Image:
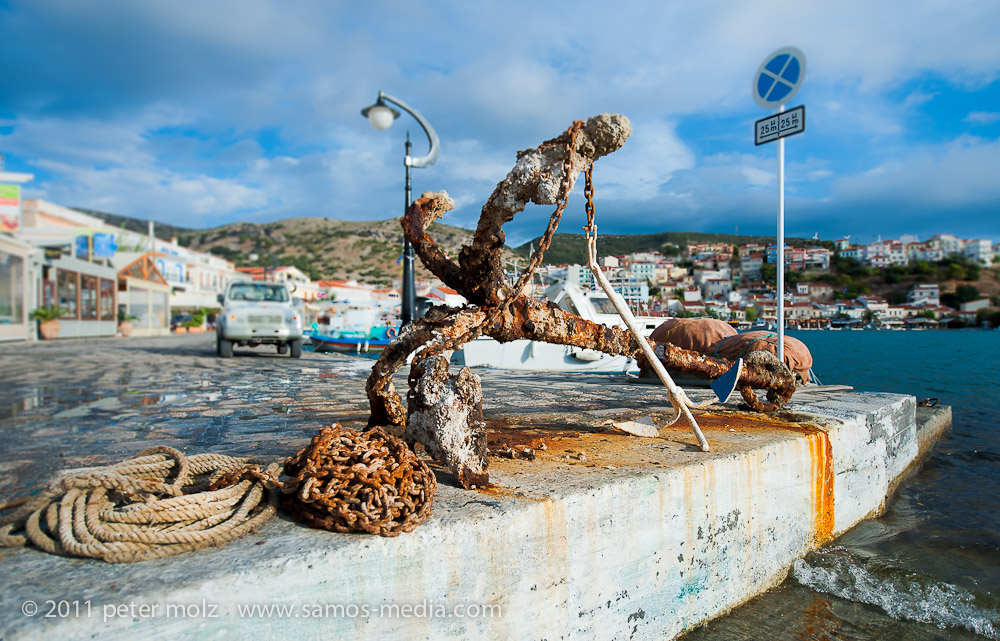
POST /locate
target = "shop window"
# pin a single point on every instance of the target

----------

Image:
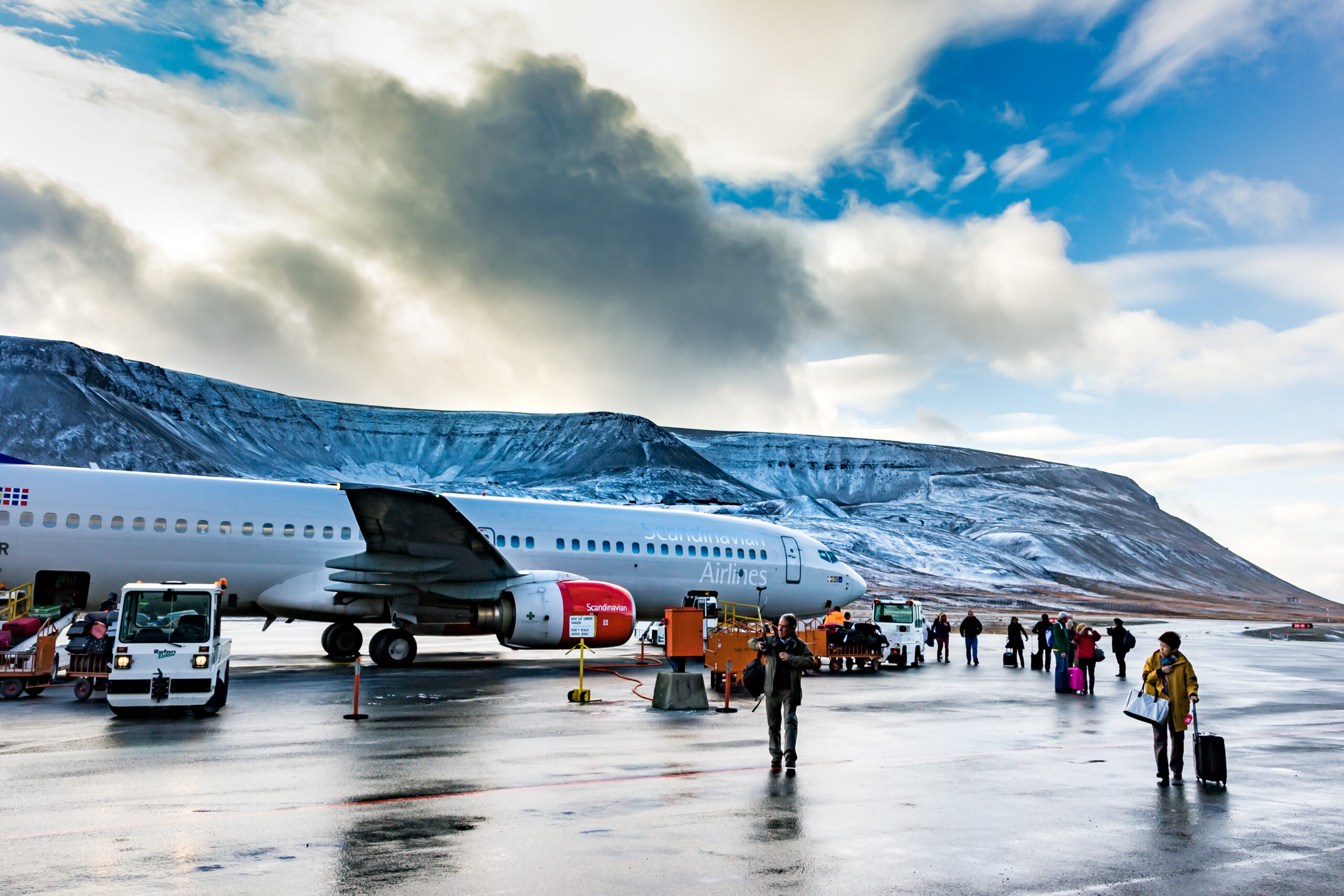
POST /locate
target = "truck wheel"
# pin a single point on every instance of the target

----------

ACTION ITEM - Every line in the data that holds the string "target" should be returned.

SOLVED PROBLEM -
target = "shop window"
# pin a single point on every instance of the target
target = "truck wheel"
# pin a single point on every instance of the target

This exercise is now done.